*** Exercise inputs Section Begins ***

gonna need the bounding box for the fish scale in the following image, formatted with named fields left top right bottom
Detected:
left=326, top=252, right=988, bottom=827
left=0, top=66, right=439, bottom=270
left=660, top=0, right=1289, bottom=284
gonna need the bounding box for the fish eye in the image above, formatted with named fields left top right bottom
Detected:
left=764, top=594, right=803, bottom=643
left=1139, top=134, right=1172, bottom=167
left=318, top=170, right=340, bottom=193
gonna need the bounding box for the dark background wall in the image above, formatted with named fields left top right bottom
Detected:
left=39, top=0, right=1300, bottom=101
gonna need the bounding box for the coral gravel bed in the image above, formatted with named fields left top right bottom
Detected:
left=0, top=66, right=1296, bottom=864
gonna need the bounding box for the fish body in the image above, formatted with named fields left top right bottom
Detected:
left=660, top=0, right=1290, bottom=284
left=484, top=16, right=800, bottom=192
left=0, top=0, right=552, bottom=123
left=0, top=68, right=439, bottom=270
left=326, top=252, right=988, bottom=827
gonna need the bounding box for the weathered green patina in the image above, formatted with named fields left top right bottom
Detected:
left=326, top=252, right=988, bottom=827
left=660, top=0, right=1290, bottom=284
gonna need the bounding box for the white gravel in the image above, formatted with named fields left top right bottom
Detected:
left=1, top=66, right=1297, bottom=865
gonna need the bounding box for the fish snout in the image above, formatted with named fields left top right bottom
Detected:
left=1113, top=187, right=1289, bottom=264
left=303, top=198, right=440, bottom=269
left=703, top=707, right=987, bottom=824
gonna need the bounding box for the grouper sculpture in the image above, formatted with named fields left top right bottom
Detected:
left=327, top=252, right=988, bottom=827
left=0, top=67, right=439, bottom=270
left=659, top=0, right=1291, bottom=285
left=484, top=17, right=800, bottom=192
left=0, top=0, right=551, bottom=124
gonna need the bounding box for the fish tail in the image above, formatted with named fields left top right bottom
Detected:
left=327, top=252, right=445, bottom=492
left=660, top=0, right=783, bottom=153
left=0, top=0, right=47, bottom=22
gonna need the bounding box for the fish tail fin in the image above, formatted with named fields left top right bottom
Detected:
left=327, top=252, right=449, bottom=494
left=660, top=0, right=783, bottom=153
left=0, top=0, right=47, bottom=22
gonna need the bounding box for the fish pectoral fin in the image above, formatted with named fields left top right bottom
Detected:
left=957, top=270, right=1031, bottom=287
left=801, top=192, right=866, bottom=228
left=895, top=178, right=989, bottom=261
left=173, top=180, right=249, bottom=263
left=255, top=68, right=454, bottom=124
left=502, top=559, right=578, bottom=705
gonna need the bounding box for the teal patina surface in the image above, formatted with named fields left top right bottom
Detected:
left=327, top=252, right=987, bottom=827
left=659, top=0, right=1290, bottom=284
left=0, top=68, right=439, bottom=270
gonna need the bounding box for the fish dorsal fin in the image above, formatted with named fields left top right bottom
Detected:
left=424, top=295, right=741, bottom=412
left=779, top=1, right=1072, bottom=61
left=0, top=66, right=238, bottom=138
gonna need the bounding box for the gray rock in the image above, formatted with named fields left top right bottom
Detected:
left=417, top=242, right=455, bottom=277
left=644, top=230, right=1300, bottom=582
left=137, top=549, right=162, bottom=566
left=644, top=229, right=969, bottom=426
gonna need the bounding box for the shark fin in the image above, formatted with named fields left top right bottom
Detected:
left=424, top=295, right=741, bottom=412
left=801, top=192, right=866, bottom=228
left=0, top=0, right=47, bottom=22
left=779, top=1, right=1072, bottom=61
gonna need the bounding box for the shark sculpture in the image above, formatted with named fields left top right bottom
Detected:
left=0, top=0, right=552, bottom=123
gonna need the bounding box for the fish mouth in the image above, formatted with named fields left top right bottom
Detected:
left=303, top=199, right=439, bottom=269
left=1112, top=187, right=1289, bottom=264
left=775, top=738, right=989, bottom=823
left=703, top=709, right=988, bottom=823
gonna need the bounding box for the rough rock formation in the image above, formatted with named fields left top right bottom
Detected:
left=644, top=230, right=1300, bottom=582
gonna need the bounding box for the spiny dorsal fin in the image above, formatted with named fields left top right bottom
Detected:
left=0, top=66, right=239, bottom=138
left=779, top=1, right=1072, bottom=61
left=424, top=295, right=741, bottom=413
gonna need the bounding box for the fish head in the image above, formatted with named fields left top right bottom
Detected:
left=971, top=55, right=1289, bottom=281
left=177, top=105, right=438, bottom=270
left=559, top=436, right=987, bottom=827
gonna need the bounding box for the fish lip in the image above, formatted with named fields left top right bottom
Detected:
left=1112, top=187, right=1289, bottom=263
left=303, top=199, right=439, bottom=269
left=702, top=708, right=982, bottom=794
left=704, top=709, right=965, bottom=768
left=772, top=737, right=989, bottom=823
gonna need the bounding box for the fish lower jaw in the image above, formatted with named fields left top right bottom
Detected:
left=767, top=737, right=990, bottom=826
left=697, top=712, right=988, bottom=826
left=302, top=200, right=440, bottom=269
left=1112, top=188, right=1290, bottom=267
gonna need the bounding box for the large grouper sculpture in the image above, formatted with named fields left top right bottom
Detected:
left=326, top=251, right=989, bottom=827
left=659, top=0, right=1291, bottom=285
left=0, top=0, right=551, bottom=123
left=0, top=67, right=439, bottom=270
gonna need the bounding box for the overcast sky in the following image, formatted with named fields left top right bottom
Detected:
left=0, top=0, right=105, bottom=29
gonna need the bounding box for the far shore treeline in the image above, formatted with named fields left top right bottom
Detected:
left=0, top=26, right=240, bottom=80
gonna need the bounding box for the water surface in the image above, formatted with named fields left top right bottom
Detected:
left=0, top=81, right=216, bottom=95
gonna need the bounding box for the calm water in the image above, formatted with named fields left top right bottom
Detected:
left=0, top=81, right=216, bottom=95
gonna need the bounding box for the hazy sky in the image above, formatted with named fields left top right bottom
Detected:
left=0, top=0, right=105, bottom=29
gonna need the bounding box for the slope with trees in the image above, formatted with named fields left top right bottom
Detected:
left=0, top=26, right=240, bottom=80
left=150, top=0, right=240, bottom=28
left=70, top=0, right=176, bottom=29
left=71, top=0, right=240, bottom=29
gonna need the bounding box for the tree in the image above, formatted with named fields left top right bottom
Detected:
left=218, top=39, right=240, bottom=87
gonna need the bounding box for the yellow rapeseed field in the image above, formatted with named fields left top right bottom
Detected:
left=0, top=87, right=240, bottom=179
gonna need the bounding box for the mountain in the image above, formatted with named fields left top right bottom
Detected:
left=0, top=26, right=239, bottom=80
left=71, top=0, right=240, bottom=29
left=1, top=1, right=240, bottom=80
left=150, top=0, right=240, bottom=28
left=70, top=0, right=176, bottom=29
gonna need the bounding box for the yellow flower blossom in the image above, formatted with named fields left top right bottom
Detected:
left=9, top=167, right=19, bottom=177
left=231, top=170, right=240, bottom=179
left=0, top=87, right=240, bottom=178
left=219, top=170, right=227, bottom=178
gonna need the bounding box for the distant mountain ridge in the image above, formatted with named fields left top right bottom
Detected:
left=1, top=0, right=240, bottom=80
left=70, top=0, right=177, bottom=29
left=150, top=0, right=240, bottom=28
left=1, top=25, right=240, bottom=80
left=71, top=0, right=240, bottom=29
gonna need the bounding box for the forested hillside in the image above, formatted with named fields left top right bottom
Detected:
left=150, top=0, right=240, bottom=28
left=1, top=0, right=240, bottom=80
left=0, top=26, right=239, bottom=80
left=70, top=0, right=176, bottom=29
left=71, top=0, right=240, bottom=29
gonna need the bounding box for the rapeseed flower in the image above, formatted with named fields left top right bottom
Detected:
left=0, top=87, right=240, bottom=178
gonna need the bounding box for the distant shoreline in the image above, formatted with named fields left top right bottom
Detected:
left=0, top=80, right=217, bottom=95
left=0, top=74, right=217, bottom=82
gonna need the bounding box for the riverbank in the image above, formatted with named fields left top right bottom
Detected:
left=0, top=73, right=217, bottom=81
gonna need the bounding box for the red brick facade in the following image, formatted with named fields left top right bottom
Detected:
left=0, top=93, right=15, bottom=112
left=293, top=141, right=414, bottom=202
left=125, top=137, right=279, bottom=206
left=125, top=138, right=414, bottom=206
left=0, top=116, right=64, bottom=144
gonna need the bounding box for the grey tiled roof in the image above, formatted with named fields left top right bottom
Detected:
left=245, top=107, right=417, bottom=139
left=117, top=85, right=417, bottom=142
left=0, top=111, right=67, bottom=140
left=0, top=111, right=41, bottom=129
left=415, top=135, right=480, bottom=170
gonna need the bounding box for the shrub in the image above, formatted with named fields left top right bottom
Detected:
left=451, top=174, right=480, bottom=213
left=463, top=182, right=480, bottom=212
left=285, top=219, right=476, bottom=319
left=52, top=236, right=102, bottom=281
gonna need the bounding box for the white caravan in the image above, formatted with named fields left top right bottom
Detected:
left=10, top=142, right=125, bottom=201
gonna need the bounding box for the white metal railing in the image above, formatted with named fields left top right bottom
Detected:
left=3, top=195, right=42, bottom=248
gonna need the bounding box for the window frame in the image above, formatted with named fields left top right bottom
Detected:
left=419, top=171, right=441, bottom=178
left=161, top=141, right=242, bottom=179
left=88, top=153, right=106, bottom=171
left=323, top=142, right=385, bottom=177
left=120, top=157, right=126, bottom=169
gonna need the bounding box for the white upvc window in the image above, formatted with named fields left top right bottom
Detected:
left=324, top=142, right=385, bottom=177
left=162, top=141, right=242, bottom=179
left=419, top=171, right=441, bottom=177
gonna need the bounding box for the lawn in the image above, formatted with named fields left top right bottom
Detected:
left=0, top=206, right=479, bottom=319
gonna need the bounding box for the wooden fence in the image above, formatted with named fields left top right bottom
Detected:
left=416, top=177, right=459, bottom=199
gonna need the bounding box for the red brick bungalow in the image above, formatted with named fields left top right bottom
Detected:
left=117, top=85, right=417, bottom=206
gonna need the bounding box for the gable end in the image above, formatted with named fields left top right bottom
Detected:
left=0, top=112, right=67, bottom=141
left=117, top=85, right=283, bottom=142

*** Exercise inputs Section Ends ***

§ Problem to solve:
Check each line above for the word "rock", then give only the number of lines that have it.

§ Problem solution:
2